**Excerpt to read**

---

By Joshua Partlow, Washington Post | July 30, 2006

BAGHDAD -- Army Staff Sergeant Jose Sixtos considered the simple question about morale for more than an hour. But not until his convoy of armored Humvees had finally rumbled back into the Baghdad military base, and the soldiers emptied the ammunition from their machine guns and passed off the bomb-detecting robot to another patrol, did he turn around in his seat and give his answer.

``Think of what you hate most about your job. Then think of doing what you hate most for five straight hours, every single day, sometimes twice a day, in 120-degree heat," he said. ``Then ask how morale is."

Frustrated? ``You have no idea," he said.

As President Bush plans to deploy more troops to Baghdad, US soldiers who have been patrolling the capital for months describe a deadly and infuriating mission in which the enemy is elusive and success is hard to find. Each day, convoys of Humvees and Bradley Fighting Vehicles leave Forward Operating Base Falcon in southern Baghdad with the goal of stopping violence between warring Iraqi religious sects, training the Iraqi Army and police to take over the duty, and reporting back on the availability of basic services for Iraqi civilians.

---

**Information provided**
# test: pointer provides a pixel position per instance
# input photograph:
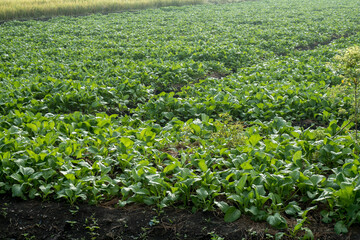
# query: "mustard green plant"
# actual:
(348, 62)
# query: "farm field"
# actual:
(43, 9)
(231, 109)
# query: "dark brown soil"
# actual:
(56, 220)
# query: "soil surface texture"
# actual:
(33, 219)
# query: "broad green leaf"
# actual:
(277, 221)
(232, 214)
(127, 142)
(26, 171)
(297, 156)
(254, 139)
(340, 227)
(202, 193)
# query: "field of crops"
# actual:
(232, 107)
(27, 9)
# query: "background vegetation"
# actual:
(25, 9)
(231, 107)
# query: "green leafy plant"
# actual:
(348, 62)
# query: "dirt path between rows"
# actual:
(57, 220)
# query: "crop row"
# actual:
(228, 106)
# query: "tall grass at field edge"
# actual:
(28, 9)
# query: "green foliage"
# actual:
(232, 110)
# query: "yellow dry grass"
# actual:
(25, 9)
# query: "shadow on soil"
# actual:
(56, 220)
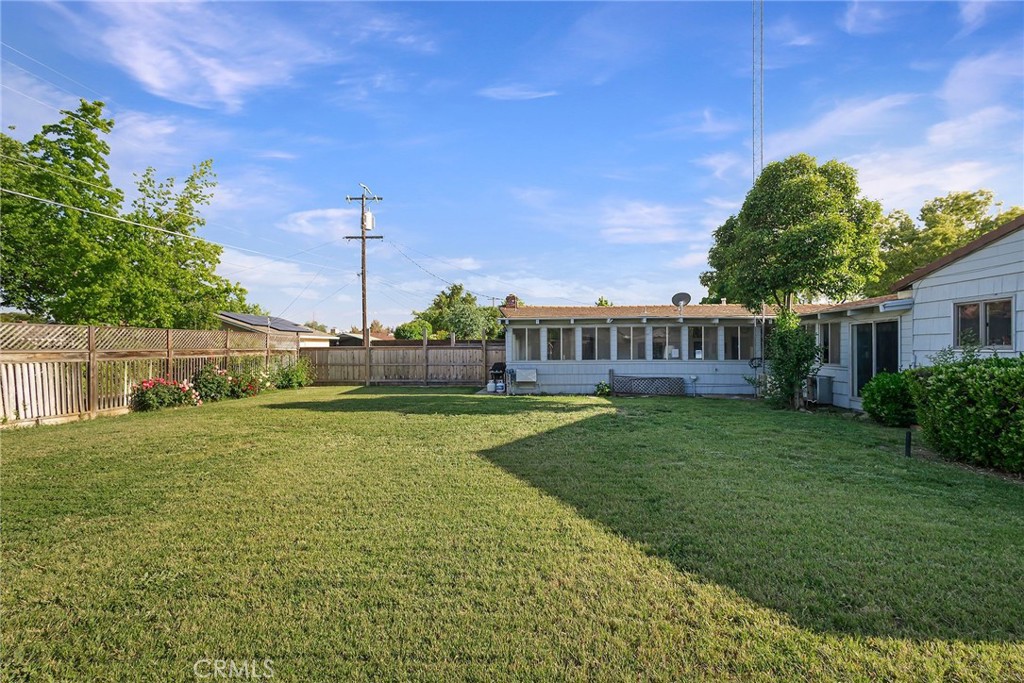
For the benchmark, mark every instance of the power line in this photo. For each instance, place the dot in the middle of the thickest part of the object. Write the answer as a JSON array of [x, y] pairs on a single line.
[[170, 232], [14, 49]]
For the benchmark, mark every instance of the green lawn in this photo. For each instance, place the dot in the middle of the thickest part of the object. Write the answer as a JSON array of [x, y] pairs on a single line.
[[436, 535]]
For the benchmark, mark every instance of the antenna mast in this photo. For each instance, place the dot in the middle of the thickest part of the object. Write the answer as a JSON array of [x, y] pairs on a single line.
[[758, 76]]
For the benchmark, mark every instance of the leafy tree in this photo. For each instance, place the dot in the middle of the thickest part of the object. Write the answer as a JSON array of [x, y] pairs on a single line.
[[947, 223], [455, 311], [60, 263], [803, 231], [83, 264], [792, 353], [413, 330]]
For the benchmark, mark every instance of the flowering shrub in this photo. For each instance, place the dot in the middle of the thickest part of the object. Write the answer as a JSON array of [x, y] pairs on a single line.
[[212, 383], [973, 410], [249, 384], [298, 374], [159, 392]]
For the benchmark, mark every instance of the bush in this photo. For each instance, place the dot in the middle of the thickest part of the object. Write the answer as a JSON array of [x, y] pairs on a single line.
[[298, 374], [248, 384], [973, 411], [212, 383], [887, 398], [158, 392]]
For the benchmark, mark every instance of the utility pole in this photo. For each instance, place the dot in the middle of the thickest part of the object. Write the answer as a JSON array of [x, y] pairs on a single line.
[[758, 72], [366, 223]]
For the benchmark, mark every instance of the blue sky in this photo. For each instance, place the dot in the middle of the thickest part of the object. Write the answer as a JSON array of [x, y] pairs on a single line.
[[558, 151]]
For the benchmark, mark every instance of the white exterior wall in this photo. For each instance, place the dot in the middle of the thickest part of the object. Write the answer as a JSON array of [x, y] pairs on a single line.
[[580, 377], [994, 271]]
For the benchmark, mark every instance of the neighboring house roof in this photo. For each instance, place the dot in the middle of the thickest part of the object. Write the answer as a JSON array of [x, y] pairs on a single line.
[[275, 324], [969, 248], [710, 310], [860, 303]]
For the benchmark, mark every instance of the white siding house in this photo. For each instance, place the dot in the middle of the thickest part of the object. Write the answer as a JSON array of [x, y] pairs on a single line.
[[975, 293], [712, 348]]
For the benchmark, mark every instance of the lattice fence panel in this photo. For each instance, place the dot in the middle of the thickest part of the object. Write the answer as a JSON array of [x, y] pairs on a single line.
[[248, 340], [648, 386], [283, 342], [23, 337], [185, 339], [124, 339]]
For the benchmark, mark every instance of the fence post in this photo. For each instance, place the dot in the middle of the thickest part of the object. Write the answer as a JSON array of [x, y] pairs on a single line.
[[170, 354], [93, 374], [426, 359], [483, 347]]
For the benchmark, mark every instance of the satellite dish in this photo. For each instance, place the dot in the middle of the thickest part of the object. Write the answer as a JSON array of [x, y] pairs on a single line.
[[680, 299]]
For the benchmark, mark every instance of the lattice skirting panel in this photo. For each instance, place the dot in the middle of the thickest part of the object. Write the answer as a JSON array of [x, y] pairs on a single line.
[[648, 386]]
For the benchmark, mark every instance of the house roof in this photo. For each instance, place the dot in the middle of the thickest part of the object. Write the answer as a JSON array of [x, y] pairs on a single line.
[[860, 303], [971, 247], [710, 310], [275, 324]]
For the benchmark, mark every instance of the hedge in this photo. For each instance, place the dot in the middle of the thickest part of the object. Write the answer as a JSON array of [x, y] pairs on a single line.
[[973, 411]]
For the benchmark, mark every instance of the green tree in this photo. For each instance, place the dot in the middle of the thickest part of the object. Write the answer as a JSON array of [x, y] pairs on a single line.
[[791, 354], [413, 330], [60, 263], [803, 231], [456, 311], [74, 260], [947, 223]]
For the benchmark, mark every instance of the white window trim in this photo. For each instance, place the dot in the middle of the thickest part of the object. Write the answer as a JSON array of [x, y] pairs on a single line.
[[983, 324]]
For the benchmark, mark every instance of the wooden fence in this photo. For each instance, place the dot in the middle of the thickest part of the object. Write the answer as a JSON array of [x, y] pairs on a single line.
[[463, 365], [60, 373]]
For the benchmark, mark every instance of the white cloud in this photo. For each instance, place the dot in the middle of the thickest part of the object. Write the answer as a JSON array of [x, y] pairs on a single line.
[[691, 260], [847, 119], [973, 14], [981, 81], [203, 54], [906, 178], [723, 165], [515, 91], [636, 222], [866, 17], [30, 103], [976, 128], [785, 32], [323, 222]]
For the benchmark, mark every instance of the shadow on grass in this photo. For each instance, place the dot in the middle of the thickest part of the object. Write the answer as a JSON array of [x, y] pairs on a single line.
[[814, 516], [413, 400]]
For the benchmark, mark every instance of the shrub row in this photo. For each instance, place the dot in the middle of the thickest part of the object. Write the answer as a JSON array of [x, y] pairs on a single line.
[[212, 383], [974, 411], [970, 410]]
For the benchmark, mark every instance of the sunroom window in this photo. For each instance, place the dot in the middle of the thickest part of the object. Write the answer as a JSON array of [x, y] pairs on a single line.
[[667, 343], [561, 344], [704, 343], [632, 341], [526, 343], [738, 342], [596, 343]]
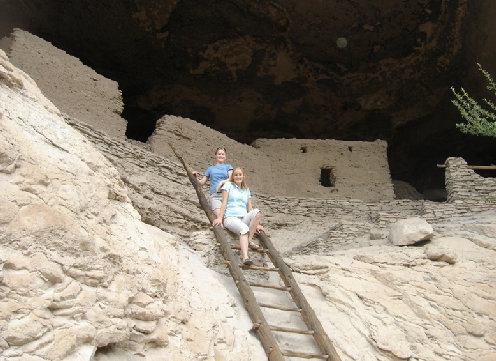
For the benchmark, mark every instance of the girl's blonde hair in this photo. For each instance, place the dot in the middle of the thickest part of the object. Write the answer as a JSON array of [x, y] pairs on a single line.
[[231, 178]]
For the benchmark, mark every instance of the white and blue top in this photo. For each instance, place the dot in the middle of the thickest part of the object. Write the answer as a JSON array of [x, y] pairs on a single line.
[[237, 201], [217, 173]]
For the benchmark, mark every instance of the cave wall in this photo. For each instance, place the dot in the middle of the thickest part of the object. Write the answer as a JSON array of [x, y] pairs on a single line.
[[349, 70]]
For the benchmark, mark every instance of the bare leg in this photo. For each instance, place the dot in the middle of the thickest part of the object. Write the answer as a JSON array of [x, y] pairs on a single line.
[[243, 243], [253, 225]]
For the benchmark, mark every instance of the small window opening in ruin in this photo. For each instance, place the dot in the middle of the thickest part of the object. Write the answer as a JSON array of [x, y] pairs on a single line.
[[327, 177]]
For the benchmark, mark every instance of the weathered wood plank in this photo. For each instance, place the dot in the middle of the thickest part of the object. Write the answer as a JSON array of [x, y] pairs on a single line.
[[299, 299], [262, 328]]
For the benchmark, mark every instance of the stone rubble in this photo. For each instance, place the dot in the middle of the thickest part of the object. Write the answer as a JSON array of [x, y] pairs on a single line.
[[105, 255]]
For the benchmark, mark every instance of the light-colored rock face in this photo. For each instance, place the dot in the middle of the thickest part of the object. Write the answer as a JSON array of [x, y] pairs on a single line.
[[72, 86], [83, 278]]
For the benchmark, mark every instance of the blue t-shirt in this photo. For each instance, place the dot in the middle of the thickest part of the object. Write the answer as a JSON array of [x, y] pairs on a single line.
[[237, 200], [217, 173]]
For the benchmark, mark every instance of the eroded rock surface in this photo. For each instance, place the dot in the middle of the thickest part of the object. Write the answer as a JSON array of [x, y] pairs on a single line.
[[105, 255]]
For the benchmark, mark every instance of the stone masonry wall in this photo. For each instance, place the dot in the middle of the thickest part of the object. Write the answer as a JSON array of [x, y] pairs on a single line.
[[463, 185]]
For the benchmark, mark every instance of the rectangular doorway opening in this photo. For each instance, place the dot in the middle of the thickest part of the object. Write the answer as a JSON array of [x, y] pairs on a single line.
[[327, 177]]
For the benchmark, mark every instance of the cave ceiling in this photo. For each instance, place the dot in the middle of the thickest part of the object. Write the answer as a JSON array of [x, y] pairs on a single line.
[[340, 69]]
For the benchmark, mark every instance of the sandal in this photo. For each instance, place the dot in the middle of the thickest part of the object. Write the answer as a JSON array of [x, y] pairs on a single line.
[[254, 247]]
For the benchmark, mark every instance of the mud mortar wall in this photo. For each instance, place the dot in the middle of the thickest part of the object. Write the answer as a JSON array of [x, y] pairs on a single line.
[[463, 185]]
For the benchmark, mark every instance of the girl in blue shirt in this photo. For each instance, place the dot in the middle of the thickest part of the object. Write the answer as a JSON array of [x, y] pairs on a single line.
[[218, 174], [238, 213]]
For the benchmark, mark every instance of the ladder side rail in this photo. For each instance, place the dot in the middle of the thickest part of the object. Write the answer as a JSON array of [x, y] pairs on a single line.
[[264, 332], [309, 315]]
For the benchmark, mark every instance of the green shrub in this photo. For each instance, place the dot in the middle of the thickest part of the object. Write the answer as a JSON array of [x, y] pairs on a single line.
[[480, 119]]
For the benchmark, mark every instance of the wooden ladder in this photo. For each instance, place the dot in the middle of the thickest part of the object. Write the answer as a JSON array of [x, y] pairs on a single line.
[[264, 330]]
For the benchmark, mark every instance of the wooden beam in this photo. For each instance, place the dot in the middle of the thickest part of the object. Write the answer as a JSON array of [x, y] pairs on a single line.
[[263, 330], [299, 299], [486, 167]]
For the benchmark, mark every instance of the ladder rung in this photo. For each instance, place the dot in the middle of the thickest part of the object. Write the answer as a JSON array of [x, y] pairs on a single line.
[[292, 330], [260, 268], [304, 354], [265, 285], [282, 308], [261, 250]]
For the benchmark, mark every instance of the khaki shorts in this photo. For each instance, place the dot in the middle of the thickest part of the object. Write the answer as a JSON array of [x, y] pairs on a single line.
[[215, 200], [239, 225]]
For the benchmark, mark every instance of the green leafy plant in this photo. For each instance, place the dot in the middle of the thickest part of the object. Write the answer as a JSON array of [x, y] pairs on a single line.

---

**Your instructions**
Copy the passage in the Baghdad patrol article from "BAGHDAD -- Army" to "give his answer.".

**Exercise solution**
BAGHDAD -- Army Staff Sergeant Jose Sixtos considered the simple question about morale for more than an hour. But not until his convoy of armored Humvees had finally rumbled back into the Baghdad military base, and the soldiers emptied the ammunition from their machine guns and passed off the bomb-detecting robot to another patrol, did he turn around in his seat and give his answer.